Detection examples:
"""
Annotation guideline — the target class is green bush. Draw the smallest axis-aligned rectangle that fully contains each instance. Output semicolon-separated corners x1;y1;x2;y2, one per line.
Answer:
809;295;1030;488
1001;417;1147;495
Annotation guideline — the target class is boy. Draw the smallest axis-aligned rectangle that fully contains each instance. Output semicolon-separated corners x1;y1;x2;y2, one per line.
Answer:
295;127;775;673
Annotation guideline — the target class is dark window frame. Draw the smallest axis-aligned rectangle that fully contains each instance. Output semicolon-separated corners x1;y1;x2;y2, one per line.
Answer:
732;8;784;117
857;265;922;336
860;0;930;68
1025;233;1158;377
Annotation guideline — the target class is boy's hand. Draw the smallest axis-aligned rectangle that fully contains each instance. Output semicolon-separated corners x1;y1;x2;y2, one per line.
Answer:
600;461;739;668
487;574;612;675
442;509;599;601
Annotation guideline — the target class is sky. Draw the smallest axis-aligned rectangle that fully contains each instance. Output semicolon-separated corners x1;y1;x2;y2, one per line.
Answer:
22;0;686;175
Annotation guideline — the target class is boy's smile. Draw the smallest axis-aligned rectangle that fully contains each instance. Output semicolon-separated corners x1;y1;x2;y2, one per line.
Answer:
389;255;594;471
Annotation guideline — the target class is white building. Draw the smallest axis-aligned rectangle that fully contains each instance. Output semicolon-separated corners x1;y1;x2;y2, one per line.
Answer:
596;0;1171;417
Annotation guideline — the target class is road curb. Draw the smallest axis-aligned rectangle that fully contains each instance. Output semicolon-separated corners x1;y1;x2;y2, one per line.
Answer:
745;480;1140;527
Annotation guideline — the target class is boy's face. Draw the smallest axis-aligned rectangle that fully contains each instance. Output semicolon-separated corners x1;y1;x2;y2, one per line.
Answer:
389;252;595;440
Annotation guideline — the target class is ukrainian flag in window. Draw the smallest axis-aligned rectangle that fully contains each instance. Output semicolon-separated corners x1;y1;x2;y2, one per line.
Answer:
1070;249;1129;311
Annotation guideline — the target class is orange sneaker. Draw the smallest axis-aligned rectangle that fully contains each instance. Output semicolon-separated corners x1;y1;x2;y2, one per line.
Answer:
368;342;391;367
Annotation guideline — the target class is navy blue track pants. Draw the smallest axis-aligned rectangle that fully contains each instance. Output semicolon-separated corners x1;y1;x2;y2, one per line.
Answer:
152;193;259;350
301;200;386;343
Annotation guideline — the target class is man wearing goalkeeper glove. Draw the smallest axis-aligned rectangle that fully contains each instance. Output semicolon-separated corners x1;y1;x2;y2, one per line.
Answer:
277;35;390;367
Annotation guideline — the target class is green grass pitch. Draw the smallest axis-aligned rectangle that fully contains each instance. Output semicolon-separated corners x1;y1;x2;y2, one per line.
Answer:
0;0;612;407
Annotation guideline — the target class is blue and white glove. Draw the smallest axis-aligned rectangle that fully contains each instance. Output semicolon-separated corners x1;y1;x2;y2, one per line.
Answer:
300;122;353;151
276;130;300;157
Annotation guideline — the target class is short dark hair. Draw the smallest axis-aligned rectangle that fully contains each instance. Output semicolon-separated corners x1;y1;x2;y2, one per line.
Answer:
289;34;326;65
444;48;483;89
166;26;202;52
"""
EXERCISE >>
Can you copy out all of the records above word for word?

RESULT >>
Annotation guideline — the target class is green bush. Draw the smallest axis-aligned rectangle that fully contains each instance. Output semicolon-separated corners x1;y1;x2;y2, one per line.
Answer:
809;295;1030;488
1001;417;1147;495
Annotation guideline — the target class is boy. Draw the smallest axis-aligned rectangle that fully contains each instance. Output semicolon-separated corners x1;y1;x2;y2, one per line.
Answer:
295;127;775;673
Annotation guideline — the target class is dark window frame. Draw the smallest axis-aligned rectangle that fully contains each instance. Output semicolon-separated corners x1;y1;x2;y2, one per line.
Answer:
732;8;784;117
857;265;922;336
860;0;930;68
1025;233;1158;377
Annotation guideline — the target class is boy's hand. Draw the smallest axis-aligned rectangle that fully contains each instance. Output semicolon-separated corners x1;y1;x2;y2, one per line.
Answer:
600;461;739;668
487;574;612;675
442;509;599;601
Annotation guideline — the target class is sky. Draw the smallest axis-aligned rectangle that fully contains each instance. Output semicolon-separated corners x1;y1;x2;y2, one per line.
Answer:
22;0;686;175
Annotation guideline — the target class is boy's smile. Draw the smallest axis-aligned rectangle that fully contains each instance. Output semicolon-separated corners x1;y1;x2;y2, one per line.
Answer:
389;255;594;471
Annotation guideline — the target class is white building. Draw the smallest axis-aligned rectangle that fully contains each instance. Output semicolon-separated corners x1;y1;x2;y2, one per line.
Answer:
596;0;1171;417
Annotation guideline — the target class is road curb. Draw the smallest axis-aligned rectangle that fully contains each instance. Output semicolon-separated corners x1;y1;x2;y2, one per line.
Answer:
745;480;1140;527
Annotation guideline — the target class is boy's face. Draw the smallest axis-aligned rectangle that fully contains each instance. Output semicolon-separated corners x1;y1;x2;y2, one per line.
Answer:
389;252;595;440
Annotation guideline — the target class is ukrainian flag in window. Draw the smallest axis-aligned rectangle that fully contains each instance. Output semicolon-separated corners x1;y1;x2;y2, one per line.
Answer:
1070;249;1129;311
Annotation guideline — the target class is orange sneaker. Draw the smallest axis-aligned rectangle that fully contains each instance. Output semicolon-separated corners x1;y1;x2;y2, one per line.
Answer:
368;342;391;367
Annotation guideline — the target class is navy blue track pants. Draw the smallest axis-aligned rectangle that fully contains each instance. Output semicolon-separated corners x1;y1;x2;y2, one per line.
Answer:
152;193;259;350
301;200;386;343
Annotation guideline — the target class is man wearing goalkeeper glove. Draw the smallest axis-aligned rectangle that fully contains each instance. Output semicolon-separated corners x1;y1;x2;y2, one per line.
Answer:
277;35;390;367
Annotation guideline — the target class is green grass pitch. Draw the smallest axis-aligned rectangle that fully contains each instance. Output semicolon-separated corners x1;y1;x2;y2, one per line.
Answer:
0;0;612;407
Annotation guideline — the target class is blue and white glove. Draw the smallest axis-aligned rectangle that fully contains each instance. Output semicolon-separated corners x1;y1;x2;y2, one per line.
Answer:
300;122;353;151
276;130;300;157
Annotation guideline — the target class is short dark hair. Draw the smallest axis-aligned rectangle that fully contains each instance. Output semicolon-separated corners x1;y1;x2;y2, one per line.
Answer:
289;34;326;65
444;48;483;89
166;26;202;52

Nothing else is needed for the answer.